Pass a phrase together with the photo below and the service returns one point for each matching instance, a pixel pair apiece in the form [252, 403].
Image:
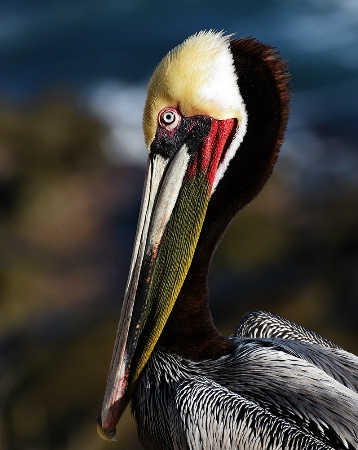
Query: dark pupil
[168, 118]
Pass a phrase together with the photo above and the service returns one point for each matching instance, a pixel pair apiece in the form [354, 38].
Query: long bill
[176, 195]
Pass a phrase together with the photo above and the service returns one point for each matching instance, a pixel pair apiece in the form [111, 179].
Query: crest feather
[197, 77]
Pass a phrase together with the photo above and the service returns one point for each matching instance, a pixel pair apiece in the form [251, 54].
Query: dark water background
[72, 88]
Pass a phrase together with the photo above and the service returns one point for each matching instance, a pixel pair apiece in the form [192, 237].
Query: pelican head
[213, 122]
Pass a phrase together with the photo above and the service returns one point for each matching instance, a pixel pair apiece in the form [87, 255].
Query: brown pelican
[213, 122]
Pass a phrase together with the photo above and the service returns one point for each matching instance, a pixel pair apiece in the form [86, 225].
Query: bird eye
[169, 118]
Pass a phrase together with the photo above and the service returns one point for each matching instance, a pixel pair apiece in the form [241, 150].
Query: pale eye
[169, 118]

- - -

__Given exercise__
Pictures are excluded; output everything else in the data verbatim.

__Task output__
Pass a phrase together with the photo below and the service returns one point for each matching instance, a pixel pair apiece in the form [252, 403].
Image:
Query: dark pupil
[168, 118]
Pass a phrase together with the photo above and the service returns one point for each matching instance, a pixel pair apiece in the form [354, 38].
Query: long bill
[176, 195]
Pass a phrase together with the photo above and the service returns one point for each matching instance, a pixel pair apiece in the form [111, 179].
Query: crest feather
[197, 77]
Pass a phrase together with the photo above and the service returns one point for each matching instance, a pixel pair apiece in the form [251, 54].
Query: dark water background
[72, 88]
Pass a phrase together with the photo above and the service returns one point for each matching instance, a pixel pair apiece in the form [192, 237].
Query: pelican head
[213, 122]
Pass a phrase together with the photo above and the service returns one point for each matching instance, a pixel pair apiece in the form [87, 255].
Query: brown pelican
[213, 122]
Pass a phrase together with the photo above and the service returns one point for each matching instance, a pixel pair apiece in the form [86, 225].
Query: bird eye
[169, 118]
Pass a phrase together with the photo above and the service returns one point for each matching instance, a pixel pair apiece in the form [241, 150].
Query: pale eye
[169, 118]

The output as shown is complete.